-------- Exercise material --------
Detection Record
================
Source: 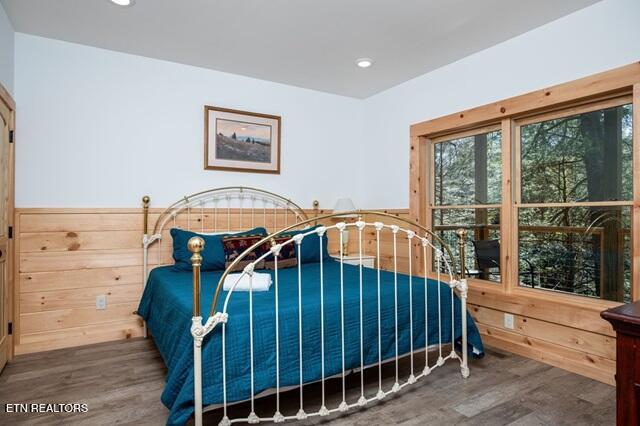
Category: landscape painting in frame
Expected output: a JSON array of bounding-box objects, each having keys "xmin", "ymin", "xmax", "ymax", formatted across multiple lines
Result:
[{"xmin": 204, "ymin": 106, "xmax": 280, "ymax": 174}]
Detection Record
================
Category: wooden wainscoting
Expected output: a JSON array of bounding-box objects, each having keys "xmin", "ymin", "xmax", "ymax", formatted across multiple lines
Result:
[
  {"xmin": 14, "ymin": 209, "xmax": 150, "ymax": 354},
  {"xmin": 14, "ymin": 208, "xmax": 340, "ymax": 354}
]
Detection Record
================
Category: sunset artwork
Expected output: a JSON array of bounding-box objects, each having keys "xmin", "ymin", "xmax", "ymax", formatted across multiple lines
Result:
[{"xmin": 205, "ymin": 107, "xmax": 280, "ymax": 173}]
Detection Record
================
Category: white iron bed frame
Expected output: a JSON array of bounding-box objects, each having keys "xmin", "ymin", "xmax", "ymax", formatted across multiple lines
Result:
[{"xmin": 143, "ymin": 187, "xmax": 469, "ymax": 426}]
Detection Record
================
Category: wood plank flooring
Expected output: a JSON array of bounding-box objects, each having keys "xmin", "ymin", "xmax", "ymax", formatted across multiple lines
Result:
[{"xmin": 0, "ymin": 339, "xmax": 615, "ymax": 426}]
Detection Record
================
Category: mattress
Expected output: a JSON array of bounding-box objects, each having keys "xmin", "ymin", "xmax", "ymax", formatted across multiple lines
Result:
[{"xmin": 138, "ymin": 259, "xmax": 483, "ymax": 424}]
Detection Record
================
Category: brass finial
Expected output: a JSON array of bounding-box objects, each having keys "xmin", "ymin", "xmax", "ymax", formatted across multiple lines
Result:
[
  {"xmin": 142, "ymin": 195, "xmax": 151, "ymax": 235},
  {"xmin": 187, "ymin": 237, "xmax": 204, "ymax": 254}
]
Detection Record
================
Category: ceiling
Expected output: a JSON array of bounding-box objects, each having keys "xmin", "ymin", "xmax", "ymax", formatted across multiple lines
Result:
[{"xmin": 0, "ymin": 0, "xmax": 598, "ymax": 98}]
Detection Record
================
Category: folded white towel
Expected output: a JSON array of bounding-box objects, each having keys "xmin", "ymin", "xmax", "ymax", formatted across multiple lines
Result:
[{"xmin": 223, "ymin": 272, "xmax": 271, "ymax": 291}]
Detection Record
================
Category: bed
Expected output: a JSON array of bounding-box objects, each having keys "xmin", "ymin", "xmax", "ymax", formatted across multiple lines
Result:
[{"xmin": 138, "ymin": 190, "xmax": 483, "ymax": 425}]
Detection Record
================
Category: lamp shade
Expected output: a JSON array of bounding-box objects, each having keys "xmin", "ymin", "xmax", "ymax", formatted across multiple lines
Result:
[{"xmin": 333, "ymin": 198, "xmax": 356, "ymax": 213}]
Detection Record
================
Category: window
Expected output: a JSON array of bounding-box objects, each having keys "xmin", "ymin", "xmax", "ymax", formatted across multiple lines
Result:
[
  {"xmin": 431, "ymin": 126, "xmax": 502, "ymax": 282},
  {"xmin": 515, "ymin": 98, "xmax": 633, "ymax": 302}
]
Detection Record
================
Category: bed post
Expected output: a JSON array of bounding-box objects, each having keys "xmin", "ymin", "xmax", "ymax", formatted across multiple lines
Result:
[
  {"xmin": 451, "ymin": 228, "xmax": 469, "ymax": 378},
  {"xmin": 142, "ymin": 195, "xmax": 151, "ymax": 339},
  {"xmin": 188, "ymin": 237, "xmax": 204, "ymax": 426}
]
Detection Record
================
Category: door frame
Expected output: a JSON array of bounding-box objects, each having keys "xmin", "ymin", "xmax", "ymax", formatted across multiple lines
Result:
[{"xmin": 0, "ymin": 84, "xmax": 19, "ymax": 361}]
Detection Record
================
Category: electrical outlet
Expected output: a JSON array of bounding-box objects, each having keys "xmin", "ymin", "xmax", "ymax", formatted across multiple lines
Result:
[
  {"xmin": 96, "ymin": 294, "xmax": 107, "ymax": 309},
  {"xmin": 504, "ymin": 314, "xmax": 514, "ymax": 330}
]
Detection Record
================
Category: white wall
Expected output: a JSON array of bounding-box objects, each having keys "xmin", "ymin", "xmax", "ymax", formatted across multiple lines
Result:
[
  {"xmin": 15, "ymin": 0, "xmax": 640, "ymax": 208},
  {"xmin": 0, "ymin": 4, "xmax": 14, "ymax": 95},
  {"xmin": 15, "ymin": 33, "xmax": 363, "ymax": 208},
  {"xmin": 364, "ymin": 0, "xmax": 640, "ymax": 208}
]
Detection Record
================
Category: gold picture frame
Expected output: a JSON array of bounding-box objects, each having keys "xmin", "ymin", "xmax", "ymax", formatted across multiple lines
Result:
[{"xmin": 204, "ymin": 105, "xmax": 282, "ymax": 174}]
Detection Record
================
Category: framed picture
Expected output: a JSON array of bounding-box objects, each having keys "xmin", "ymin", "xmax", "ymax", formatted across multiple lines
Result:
[{"xmin": 204, "ymin": 105, "xmax": 280, "ymax": 174}]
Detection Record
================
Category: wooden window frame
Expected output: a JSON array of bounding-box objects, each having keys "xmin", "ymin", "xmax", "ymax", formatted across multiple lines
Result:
[
  {"xmin": 427, "ymin": 123, "xmax": 509, "ymax": 287},
  {"xmin": 409, "ymin": 62, "xmax": 640, "ymax": 310}
]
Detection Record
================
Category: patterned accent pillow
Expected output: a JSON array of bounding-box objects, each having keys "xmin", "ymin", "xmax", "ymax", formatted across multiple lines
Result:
[
  {"xmin": 222, "ymin": 235, "xmax": 264, "ymax": 272},
  {"xmin": 264, "ymin": 236, "xmax": 298, "ymax": 269}
]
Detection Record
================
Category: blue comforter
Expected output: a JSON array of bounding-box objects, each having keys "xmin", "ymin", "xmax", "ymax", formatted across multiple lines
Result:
[{"xmin": 138, "ymin": 260, "xmax": 483, "ymax": 424}]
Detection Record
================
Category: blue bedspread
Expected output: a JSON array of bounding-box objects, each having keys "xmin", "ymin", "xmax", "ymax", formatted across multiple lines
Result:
[{"xmin": 138, "ymin": 260, "xmax": 483, "ymax": 424}]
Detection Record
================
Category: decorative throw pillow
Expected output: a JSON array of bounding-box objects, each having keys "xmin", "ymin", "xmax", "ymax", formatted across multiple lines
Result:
[
  {"xmin": 281, "ymin": 225, "xmax": 329, "ymax": 263},
  {"xmin": 222, "ymin": 234, "xmax": 265, "ymax": 272},
  {"xmin": 264, "ymin": 236, "xmax": 298, "ymax": 269},
  {"xmin": 170, "ymin": 227, "xmax": 267, "ymax": 271}
]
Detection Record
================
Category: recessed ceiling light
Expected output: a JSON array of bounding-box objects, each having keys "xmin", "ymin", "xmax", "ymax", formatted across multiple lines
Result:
[
  {"xmin": 356, "ymin": 58, "xmax": 373, "ymax": 68},
  {"xmin": 109, "ymin": 0, "xmax": 135, "ymax": 6}
]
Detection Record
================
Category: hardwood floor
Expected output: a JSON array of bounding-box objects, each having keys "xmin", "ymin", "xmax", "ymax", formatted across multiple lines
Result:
[{"xmin": 0, "ymin": 339, "xmax": 615, "ymax": 426}]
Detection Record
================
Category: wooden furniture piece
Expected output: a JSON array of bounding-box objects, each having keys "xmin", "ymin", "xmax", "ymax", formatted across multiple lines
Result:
[{"xmin": 601, "ymin": 301, "xmax": 640, "ymax": 425}]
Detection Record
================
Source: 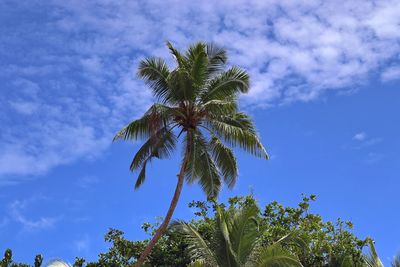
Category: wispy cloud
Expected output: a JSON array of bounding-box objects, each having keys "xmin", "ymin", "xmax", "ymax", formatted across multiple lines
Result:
[
  {"xmin": 353, "ymin": 132, "xmax": 367, "ymax": 141},
  {"xmin": 0, "ymin": 0, "xmax": 400, "ymax": 184},
  {"xmin": 381, "ymin": 66, "xmax": 400, "ymax": 82},
  {"xmin": 9, "ymin": 198, "xmax": 59, "ymax": 231},
  {"xmin": 74, "ymin": 235, "xmax": 90, "ymax": 253}
]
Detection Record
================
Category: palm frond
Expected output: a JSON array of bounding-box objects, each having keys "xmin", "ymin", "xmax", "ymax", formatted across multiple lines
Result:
[
  {"xmin": 185, "ymin": 131, "xmax": 221, "ymax": 198},
  {"xmin": 201, "ymin": 67, "xmax": 250, "ymax": 103},
  {"xmin": 130, "ymin": 127, "xmax": 177, "ymax": 189},
  {"xmin": 231, "ymin": 204, "xmax": 260, "ymax": 265},
  {"xmin": 166, "ymin": 41, "xmax": 186, "ymax": 69},
  {"xmin": 113, "ymin": 104, "xmax": 179, "ymax": 141},
  {"xmin": 208, "ymin": 117, "xmax": 268, "ymax": 159},
  {"xmin": 364, "ymin": 240, "xmax": 384, "ymax": 267},
  {"xmin": 138, "ymin": 57, "xmax": 170, "ymax": 102},
  {"xmin": 206, "ymin": 43, "xmax": 227, "ymax": 75},
  {"xmin": 256, "ymin": 244, "xmax": 302, "ymax": 267},
  {"xmin": 187, "ymin": 260, "xmax": 206, "ymax": 267},
  {"xmin": 212, "ymin": 206, "xmax": 240, "ymax": 266},
  {"xmin": 200, "ymin": 97, "xmax": 238, "ymax": 117},
  {"xmin": 391, "ymin": 254, "xmax": 400, "ymax": 267},
  {"xmin": 186, "ymin": 42, "xmax": 208, "ymax": 91},
  {"xmin": 171, "ymin": 221, "xmax": 218, "ymax": 266}
]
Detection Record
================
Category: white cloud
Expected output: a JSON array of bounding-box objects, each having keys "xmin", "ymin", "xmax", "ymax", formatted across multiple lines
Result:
[
  {"xmin": 353, "ymin": 132, "xmax": 367, "ymax": 141},
  {"xmin": 0, "ymin": 0, "xmax": 400, "ymax": 184},
  {"xmin": 74, "ymin": 235, "xmax": 90, "ymax": 253},
  {"xmin": 381, "ymin": 66, "xmax": 400, "ymax": 82},
  {"xmin": 9, "ymin": 199, "xmax": 58, "ymax": 231}
]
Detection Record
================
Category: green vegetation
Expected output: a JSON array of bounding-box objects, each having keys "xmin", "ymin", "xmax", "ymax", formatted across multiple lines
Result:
[
  {"xmin": 4, "ymin": 195, "xmax": 394, "ymax": 267},
  {"xmin": 114, "ymin": 42, "xmax": 268, "ymax": 266}
]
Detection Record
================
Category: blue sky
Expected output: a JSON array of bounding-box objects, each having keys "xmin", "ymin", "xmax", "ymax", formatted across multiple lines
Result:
[{"xmin": 0, "ymin": 0, "xmax": 400, "ymax": 263}]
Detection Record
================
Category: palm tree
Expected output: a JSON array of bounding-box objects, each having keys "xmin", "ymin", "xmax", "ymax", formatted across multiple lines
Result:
[
  {"xmin": 364, "ymin": 239, "xmax": 384, "ymax": 267},
  {"xmin": 114, "ymin": 42, "xmax": 268, "ymax": 266},
  {"xmin": 171, "ymin": 201, "xmax": 302, "ymax": 267},
  {"xmin": 391, "ymin": 254, "xmax": 400, "ymax": 267}
]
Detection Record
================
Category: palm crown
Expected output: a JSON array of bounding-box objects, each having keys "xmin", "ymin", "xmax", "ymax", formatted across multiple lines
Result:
[
  {"xmin": 115, "ymin": 42, "xmax": 267, "ymax": 197},
  {"xmin": 114, "ymin": 42, "xmax": 268, "ymax": 266}
]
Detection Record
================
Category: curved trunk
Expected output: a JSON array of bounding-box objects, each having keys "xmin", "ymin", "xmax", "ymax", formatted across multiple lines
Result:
[{"xmin": 134, "ymin": 132, "xmax": 192, "ymax": 267}]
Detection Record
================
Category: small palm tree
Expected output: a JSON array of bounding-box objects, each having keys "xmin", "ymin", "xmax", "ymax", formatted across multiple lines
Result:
[
  {"xmin": 364, "ymin": 239, "xmax": 384, "ymax": 267},
  {"xmin": 114, "ymin": 42, "xmax": 267, "ymax": 266},
  {"xmin": 172, "ymin": 202, "xmax": 302, "ymax": 267},
  {"xmin": 391, "ymin": 254, "xmax": 400, "ymax": 267}
]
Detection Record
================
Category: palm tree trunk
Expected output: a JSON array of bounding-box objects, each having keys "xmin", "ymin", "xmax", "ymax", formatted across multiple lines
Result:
[{"xmin": 134, "ymin": 131, "xmax": 192, "ymax": 267}]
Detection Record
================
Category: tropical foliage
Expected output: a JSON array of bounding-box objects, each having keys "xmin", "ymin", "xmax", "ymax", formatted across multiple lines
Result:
[
  {"xmin": 66, "ymin": 196, "xmax": 390, "ymax": 267},
  {"xmin": 114, "ymin": 42, "xmax": 267, "ymax": 265},
  {"xmin": 172, "ymin": 198, "xmax": 302, "ymax": 267}
]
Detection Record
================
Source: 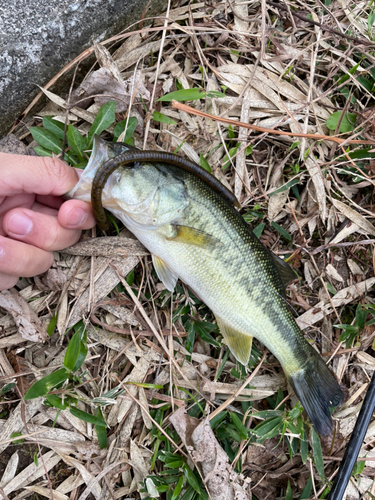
--------
» Short exercise:
Pull out every line of the source data that contains the string "window". Treat uppercase and lowercase as different.

» Result of this exercise:
Category: window
Category: wooden window frame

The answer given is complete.